:: EXERCISE ::
Copy all of the records below verbatim.

*** MATERIAL PROVIDED ***

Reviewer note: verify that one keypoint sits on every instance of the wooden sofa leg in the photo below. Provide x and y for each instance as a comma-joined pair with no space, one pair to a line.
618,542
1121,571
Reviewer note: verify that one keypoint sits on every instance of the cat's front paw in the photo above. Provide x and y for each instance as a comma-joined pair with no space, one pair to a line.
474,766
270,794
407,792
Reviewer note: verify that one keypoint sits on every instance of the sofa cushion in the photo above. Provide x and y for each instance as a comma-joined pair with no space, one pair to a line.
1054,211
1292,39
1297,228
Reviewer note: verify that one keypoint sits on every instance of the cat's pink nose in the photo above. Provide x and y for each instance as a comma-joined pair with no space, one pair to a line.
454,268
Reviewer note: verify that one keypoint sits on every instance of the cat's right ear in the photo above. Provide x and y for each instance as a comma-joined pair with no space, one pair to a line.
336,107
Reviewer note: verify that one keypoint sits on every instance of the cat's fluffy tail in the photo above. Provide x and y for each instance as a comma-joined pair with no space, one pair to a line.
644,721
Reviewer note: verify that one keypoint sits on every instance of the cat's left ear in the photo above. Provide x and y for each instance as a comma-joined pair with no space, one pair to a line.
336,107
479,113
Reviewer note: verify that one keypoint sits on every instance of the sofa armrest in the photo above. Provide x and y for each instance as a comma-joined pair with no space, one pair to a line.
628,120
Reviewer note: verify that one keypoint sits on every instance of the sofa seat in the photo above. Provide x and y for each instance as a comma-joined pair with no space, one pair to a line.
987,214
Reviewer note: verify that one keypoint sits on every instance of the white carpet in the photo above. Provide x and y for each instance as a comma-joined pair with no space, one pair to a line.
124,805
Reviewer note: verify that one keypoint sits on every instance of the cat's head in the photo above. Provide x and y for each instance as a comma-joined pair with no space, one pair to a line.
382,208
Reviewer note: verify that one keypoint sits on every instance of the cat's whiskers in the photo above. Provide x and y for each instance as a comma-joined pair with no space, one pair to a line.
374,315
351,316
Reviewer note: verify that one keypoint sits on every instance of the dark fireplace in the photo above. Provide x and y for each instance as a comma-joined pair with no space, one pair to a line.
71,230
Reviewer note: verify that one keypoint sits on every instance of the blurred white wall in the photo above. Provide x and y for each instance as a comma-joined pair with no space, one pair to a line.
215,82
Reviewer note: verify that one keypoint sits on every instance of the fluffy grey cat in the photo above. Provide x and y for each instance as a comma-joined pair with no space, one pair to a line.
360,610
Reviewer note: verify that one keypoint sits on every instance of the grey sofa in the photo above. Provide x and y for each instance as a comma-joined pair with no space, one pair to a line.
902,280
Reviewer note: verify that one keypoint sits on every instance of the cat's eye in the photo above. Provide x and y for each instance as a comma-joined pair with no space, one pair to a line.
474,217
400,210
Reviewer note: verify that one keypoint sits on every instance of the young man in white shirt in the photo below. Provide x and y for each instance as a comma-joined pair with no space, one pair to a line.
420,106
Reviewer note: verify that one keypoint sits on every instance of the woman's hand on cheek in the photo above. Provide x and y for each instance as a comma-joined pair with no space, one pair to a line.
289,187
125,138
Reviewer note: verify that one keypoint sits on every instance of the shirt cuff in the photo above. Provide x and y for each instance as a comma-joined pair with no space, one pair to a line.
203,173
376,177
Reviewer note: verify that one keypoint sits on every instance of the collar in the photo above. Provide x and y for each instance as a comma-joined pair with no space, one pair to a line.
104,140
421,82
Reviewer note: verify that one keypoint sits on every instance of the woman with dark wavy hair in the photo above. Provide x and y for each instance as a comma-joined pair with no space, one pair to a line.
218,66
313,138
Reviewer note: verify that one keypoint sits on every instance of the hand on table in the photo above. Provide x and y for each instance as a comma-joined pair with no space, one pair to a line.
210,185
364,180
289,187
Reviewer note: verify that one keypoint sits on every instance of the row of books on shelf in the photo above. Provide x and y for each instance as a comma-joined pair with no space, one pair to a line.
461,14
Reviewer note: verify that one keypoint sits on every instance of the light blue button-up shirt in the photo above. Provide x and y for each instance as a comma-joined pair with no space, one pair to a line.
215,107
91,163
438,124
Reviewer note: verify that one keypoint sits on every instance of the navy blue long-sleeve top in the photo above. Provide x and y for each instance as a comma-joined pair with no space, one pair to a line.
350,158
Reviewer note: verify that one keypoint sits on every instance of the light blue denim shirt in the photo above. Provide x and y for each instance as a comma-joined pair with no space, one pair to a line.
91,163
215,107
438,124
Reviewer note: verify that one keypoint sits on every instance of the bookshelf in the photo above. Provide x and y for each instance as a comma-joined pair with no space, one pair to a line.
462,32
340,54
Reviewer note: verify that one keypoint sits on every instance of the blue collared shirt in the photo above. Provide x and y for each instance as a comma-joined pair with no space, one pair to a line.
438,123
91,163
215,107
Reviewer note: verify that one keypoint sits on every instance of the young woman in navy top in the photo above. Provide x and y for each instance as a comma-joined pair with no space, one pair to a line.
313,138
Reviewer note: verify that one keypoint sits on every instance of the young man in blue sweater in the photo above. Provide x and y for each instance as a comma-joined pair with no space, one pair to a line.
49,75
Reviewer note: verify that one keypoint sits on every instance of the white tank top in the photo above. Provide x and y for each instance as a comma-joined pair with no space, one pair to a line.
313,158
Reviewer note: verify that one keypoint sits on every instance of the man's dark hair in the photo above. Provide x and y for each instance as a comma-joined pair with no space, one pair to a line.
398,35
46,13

***

:: TASK OUTPUT ::
Reviewer note: verify that one keypoint sits on every instance of the wooden sofa leg in the photo below. Provide x and y for each instance as a comma-joined pair with no space, one pair to a line.
618,542
1121,571
Reviewer note: verify that one keypoint sits on every instance of the cat's front paw in the photo above. Provide x and y for each instance as a comma-joined pair with no space, one pair to a line.
474,766
270,794
407,792
Reviewer note: verify that one keypoint sits on every instance of the sofa cushion in the photo above. Provide x and y for each instance as a comma-joined pair with no space, one pair to a line.
1054,211
1292,39
1297,228
Reviewer note: verify that one keypoint sits on every instance of the cat's pink nose in the photo above. Provide x and y for each instance as a comma-joined pair with no space, one pair to a line.
454,268
Reviewer note: verify that one keypoint sits on every instance of the cat's right ear in the photo above. Provide x and y for each instance as a comma-joined pair with no space, one pair to a line.
336,107
Reviewer note: verify that one keypoint sits on every instance of the cat's fluffy tail in the photo above. Provide x and y for each instance as a comma-joined pair with no space, one pair to a line.
644,721
Reviewer note: verify that one keypoint sits on every instance of the cat's left ear in the photo above. Provide x and y for each instance as a comma-joined pair with no space, one pair to a line.
336,107
479,113
Reviewer note: verify that one keypoint sits on every instance of the sofa armrest in the photo above. Provide x and y for each instance as a comma-joined pair with no space, one pair to a line.
628,120
Reviewer note: verify that one keypoint sits on every instance of the sofa seat in the photo above. Provide x and y for each instance as a comma-joined pair with no space, one pair to a line.
987,214
Reviewer note: verify that one keypoint sits on every instance of the white carpet in the photo above. Provide x and y for each instance as a comma-joined pair with no space, one pair to a line.
124,805
Reviewer note: verify that one keypoint sits on every instance of the cat's head in the photo above. Provide x and y for each instance as a comma-joined pair with no space, one pair to a line.
382,208
Reviewer note: verify that one keypoint sits on every instance of the cat's whiskers in the photo above. Provide x and y for each instance as a comma-joined pair with no space, one pair to a line.
374,315
351,316
Reviewer note: verify that one keypoint sits on every instance of the dark fireplace in the photo above. Provide x and y for each instance as a comma-joined pair with no space, one pair to a line.
71,230
Reviewer note: verify that one keypoint sits on every instance of the blurred white wall in the photo above. Provide x and y for each instance as a comma-joined pair with no space, one pair to a line.
215,82
Reviewer note: verify that one keypoint sits on every instance of the fluffy grey cat in the photo above. Provide x and y for each instance as a comma-joined pair with no space, one pair to a line.
360,610
Reviewer note: verify that one keypoint sits on every instance of the grey sofa in the photo above. Provide x and y for each instance as a comma-joined pair with no space, one pair to a line.
902,280
Reviewer note: verify that one keypoint sits on every instance of the cat's eye in the photo above. Provide x and y for each instance as a comma-joined pair with no space, one pair to a line.
474,217
400,210
Reviewer note: verify that one keypoint sits on every instance of the young man in white shirt in the photo below. Provide x and y for each instance as a comma-joined pair with no space, one pair to a line.
420,106
Reviewer note: verify that one keypoint sits on every instance of the woman's hand on cheek in the photo above. Provide x and y for each instance as a comma-joined pair with no space, one pair to a line.
289,187
125,138
Reviewer note: verify that one keypoint sits on every instance of the shirt cuff in the photo above. Provide x and y for each instance as a comma-joined pair with no space, one pair to a line.
203,173
376,177
Reviewer note: verify that one keypoint sits on every instance of the collar in the photo above. Provide x and y for each instance as a comma-joined pair with no space, one pair to a line.
104,140
421,82
Reviewer note: verify that one keypoint sits on every instance of the woman with dark wavy hair in the photo above. Provide x and y for each instance as a comma-joined pair with no space, one pair to a line.
218,66
313,138
Reviewer note: verify that one keypoint sits on every instance of the hand on table in the photo above. Provide x and y for each instance as a comma-joined pair with no space, one pair to a line.
210,185
364,180
289,187
Reviewer note: verify that one keypoint sits on every instance of the row of books on shelf in the photo above. Provide x and y for each instance as a comma-joined pair with no space, one pair to a line.
461,14
Reviewer note: verify that one keypoint sits on every instance of the light blue button-up shirt in the photo above. Provide x and y for each instance as a comma-joined pair with no space, one pair to a line.
215,107
91,163
438,124
Reviewer note: verify that one keypoint sits on every instance of the navy blue long-sleeve top in the photo above. Provide x and y for each instance as a comma-joined pair with no space, one pair to a line.
350,158
Reviewer note: verify that one keypoint sits on every instance of the light blue denim shirt in the photo above. Provide x and y for each instance as a comma-joined pair with no space, one pair to a line.
91,163
215,107
438,124
Reviewer note: verify that one keypoint sits on every instance of the bookshelf in the photo above. Provide x and y for each instance as a comma-joined pair with no space, one pair to a line.
462,32
340,54
Reviewer note: verify that one keypoint sits on every instance of the blue collared shirt in the photo above. Provide x and y for each instance as a comma-joined pair with no space, one pair to a line.
438,123
91,163
215,107
Reviewer note: verify that one keypoint sits on every instance of the young woman in navy top in the photo above. Provide x and y for each instance as a comma-joined pair with no space, one pair to a line.
313,138
Reviewer note: verify that one keypoint sits on every instance of the young man in blue sweater in the photo above. Provide x and y for each instance as a comma-joined pair with no space, one pair to a line.
49,75
Reviewer note: verify that one keypoint sits on every instance of the white tank top in the photo above. Provide x and y for each instance as a comma-joined pair with no space, one pair to a line.
313,158
Reviewer note: verify that one keypoint sits on every instance of the man's dark hair in the photo above. Provide x and y for each instance as a comma-joined pair with no space, one pair to a line.
398,35
46,13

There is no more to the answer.